*CONSIGNE ÉCRITE 1*.
D'après le texte fourni, où se trouve l'école primaire dans laquelle l'immersion a eu lieu ?
*CONSIGNE ÉCRITE 2*.
Selon le texte fourni, par rapport à quoi le chercheur se positionne-t-il ? Énumérez tout ce que le texte mentionne.
*CONSIGNE ÉCRITE 3*.
Pour chaque affirmation, indiquez si elle concorde avec le texte fourni en répondant par oui ou par non. Citez ensuite les mots décisifs du texte.
(a) La recherche doctorale porte sur le rôle de la religion et de l'école dans la construction identitaire des jeunes.
(b) L'outil de collecte de données employé est l'entretien.
(c) Le processus a renforcé l'appartenance religieuse du chercheur.

*TEXTE FOURNI*.
::::::::

Souheil Essid and Yosra Essid Hamas
pp. 117–148
AbstractFR:
Quand le chercheur s’investit dans son action de recherche, il entretient un rapport cognitif et affectif avec son objet d’étude. Dans cet article, nous souhaitons aborder comment la question de l’implication du chercheur est un enjeu de la recherche et en quoi l’analyse des processus à l’oeuvre pour le chercheur peut devenir un objet de réflexion qui permet aussi une compréhension de l’objet d’étude. Dans le cadre d’une recherche doctorale sur le rôle de la religion et de l’école dans la construction identitaire des jeunes, notre immersion dans une école primaire au Québec nous place au coeur d’un processus réflexif sur la posture du chercheur, sur sa réflexivité et sur son positionnement par rapport à soi-même, à ses sujets de recherche et à ses outils de collecte de données. Dans cette étude, l’observation ethnographique comme outil de collecte de données nous a placé au coeur d’un processus conversationnel continu avec les sujets, avec les données et avec soi-même. Le processus a conduit le chercheur à une désaffiliation religieuse et à une réflexion sur les aspects intersubjectifs de la recherche.

::::::::

*DONNÉES FOURNIES*.
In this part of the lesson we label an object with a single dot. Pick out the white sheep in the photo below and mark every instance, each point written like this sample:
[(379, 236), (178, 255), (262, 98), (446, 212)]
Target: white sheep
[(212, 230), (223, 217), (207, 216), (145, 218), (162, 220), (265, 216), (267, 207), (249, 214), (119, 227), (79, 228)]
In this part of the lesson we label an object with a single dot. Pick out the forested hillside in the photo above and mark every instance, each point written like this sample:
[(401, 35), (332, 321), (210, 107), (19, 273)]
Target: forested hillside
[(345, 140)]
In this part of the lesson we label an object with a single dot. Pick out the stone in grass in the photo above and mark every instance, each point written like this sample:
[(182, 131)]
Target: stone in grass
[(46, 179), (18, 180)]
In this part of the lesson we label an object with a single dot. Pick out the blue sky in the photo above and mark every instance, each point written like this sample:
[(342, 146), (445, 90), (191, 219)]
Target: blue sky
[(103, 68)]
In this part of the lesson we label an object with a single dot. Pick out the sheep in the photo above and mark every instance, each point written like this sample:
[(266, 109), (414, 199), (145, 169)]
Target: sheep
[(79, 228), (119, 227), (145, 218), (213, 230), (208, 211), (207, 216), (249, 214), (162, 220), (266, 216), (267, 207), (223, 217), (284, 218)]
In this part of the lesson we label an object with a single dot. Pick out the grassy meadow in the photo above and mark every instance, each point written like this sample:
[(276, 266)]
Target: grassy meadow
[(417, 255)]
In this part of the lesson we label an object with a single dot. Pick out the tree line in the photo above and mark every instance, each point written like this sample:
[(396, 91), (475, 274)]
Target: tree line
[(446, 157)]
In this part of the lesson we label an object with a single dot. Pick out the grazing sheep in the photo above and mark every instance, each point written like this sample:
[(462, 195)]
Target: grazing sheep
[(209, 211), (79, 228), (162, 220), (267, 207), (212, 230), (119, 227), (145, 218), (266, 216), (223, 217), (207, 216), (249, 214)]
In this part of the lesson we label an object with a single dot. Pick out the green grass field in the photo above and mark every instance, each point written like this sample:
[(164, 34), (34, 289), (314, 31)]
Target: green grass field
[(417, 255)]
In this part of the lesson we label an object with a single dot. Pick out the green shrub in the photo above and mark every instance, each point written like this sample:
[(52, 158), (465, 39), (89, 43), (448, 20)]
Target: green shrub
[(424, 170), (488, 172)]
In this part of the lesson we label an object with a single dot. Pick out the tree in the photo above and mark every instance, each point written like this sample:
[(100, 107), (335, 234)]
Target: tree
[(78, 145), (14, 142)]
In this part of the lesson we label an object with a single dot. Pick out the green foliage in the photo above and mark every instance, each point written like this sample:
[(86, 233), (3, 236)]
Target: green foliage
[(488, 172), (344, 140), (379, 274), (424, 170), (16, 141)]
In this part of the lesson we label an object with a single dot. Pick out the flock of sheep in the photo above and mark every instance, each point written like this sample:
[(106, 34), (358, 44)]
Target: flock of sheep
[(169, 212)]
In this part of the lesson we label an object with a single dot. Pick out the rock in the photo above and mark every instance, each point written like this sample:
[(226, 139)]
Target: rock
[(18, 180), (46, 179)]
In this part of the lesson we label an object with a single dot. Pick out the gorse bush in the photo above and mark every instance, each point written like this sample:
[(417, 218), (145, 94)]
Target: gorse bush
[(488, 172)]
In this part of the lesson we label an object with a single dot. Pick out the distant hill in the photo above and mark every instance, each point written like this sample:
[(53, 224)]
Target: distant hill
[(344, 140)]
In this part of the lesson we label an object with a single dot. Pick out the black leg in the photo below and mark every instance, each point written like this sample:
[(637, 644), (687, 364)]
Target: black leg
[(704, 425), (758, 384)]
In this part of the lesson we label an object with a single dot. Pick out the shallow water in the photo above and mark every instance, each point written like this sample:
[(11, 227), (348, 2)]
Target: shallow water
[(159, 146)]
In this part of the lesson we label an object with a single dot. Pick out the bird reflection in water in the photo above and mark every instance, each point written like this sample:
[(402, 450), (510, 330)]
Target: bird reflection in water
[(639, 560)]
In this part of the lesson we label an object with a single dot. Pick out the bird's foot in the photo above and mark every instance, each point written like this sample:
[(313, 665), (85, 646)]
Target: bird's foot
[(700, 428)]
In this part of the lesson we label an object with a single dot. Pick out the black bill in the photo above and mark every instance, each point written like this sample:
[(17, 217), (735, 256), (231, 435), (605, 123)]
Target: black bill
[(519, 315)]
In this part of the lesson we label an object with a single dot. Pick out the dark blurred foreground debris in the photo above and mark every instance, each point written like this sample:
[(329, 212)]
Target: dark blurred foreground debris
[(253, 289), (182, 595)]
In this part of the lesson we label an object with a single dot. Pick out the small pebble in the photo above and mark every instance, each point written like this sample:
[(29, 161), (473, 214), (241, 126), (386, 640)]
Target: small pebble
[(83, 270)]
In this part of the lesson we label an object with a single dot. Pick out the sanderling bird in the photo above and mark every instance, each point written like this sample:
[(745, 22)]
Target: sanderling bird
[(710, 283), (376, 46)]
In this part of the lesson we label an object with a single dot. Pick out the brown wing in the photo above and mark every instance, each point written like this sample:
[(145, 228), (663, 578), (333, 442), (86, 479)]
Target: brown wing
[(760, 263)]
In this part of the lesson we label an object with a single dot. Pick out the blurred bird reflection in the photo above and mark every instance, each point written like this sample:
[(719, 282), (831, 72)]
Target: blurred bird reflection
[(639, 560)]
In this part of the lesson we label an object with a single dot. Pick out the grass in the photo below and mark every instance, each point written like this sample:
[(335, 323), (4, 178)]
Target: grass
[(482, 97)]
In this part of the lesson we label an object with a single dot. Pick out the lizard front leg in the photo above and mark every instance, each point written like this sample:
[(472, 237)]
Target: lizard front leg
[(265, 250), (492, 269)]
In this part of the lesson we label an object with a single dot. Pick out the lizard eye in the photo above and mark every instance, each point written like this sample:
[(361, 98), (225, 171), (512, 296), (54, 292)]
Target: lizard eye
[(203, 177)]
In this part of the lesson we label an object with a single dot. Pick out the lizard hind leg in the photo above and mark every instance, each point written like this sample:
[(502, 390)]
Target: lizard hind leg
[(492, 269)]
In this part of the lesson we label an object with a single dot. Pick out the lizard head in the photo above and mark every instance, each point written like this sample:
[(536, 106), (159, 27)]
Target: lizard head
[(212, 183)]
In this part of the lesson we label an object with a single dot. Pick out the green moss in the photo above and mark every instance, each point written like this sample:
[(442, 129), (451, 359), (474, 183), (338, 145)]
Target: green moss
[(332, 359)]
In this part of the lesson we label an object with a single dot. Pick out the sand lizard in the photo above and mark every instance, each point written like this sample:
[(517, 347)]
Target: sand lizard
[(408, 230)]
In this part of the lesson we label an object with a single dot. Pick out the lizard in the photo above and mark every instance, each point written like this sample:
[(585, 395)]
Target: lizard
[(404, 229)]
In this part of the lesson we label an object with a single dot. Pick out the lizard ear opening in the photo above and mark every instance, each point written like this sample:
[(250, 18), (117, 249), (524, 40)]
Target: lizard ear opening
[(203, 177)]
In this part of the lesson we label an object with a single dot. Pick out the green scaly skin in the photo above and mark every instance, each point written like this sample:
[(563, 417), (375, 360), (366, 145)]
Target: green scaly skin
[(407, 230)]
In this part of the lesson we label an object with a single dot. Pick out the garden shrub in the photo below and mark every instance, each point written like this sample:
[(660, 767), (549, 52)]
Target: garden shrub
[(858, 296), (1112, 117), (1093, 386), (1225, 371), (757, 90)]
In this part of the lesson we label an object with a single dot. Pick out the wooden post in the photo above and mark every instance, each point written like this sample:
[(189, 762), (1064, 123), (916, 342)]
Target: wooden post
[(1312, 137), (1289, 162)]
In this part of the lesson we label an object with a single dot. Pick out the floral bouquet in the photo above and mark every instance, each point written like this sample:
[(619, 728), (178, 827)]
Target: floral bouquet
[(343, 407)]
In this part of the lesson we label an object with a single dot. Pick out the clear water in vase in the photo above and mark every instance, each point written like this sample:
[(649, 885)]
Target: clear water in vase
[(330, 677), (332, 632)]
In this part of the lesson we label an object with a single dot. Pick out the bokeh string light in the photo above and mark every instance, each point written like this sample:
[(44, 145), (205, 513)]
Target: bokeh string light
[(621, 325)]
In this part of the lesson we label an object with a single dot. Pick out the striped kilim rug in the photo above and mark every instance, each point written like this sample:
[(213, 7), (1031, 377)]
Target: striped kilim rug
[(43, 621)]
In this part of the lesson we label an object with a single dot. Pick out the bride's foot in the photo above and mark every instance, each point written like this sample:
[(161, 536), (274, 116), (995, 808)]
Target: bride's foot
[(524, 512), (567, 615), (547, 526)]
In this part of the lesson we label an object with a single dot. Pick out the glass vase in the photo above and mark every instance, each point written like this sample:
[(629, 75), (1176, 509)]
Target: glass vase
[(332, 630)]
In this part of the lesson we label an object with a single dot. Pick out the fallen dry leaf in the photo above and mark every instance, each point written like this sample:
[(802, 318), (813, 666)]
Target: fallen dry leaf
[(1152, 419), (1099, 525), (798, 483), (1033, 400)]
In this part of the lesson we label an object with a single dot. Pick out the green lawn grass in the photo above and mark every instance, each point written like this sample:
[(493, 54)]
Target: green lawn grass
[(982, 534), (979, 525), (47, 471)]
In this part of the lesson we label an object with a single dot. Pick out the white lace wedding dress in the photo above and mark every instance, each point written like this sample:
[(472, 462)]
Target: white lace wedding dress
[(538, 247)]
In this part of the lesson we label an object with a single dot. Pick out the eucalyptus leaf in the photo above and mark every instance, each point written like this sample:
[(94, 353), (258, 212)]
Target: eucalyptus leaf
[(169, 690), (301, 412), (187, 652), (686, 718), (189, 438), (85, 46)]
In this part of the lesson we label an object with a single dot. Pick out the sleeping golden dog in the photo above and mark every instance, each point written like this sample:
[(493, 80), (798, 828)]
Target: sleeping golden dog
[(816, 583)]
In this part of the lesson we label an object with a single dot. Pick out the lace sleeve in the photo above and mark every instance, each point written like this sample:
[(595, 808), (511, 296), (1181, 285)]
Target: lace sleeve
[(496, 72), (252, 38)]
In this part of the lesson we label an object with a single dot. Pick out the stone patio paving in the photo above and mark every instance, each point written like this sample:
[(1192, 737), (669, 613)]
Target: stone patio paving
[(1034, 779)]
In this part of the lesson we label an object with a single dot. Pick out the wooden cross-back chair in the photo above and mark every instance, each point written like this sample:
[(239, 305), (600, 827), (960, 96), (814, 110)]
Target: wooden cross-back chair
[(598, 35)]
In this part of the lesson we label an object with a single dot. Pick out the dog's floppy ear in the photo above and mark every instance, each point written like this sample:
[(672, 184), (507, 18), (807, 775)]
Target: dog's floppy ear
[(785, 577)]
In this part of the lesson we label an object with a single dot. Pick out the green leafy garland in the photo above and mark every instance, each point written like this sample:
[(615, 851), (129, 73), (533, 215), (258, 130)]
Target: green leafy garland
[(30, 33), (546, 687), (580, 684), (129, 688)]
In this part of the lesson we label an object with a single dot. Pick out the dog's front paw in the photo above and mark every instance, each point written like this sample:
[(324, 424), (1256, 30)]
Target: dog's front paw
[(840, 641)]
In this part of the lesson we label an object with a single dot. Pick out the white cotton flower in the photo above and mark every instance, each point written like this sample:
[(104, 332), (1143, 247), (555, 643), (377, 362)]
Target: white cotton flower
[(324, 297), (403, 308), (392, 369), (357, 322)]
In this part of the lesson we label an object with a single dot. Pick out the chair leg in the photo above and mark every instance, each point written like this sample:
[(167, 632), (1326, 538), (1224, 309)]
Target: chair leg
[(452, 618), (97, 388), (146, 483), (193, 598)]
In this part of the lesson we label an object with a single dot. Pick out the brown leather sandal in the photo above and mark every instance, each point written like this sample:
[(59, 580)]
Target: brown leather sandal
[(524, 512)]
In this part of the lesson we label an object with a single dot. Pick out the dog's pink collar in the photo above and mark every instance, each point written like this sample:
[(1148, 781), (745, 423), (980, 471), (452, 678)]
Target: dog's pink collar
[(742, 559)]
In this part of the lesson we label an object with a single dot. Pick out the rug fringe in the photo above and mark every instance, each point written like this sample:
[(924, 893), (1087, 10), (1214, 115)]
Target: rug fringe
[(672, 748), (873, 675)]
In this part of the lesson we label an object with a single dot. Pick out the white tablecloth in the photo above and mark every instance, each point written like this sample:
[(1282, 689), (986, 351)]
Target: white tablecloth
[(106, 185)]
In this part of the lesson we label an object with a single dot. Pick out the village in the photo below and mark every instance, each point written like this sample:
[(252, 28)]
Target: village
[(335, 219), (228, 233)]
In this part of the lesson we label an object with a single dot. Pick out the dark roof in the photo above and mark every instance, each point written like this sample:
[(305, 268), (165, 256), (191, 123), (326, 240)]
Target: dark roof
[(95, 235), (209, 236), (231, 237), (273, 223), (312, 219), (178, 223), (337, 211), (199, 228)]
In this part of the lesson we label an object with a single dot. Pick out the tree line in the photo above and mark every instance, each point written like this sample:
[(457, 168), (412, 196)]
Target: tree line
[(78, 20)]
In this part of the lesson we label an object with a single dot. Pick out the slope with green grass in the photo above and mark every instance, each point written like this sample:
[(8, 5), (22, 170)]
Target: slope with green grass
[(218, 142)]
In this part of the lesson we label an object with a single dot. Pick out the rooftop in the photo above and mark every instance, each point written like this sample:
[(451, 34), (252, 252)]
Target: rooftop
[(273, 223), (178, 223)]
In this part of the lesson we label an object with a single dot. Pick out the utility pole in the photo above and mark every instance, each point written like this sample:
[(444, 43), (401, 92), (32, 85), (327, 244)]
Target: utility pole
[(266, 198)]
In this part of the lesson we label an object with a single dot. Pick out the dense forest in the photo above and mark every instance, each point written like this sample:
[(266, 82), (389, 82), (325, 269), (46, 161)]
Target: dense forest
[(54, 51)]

::::::::

*RÉPONSE COMPLÈTE 1*.
Au Québec.

*RÉPONSE COMPLÈTE 2*.
- soi-même
- ses sujets de recherche
- ses outils de collecte de données

*RÉPONSE COMPLÈTE 3*.
(a) Oui : « une recherche doctorale sur le rôle de la religion et de l’école dans la construction identitaire des jeunes »
(b) Non : « l’observation ethnographique comme outil de collecte de données »
(c) Non : « Le processus a conduit le chercheur à une désaffiliation religieuse »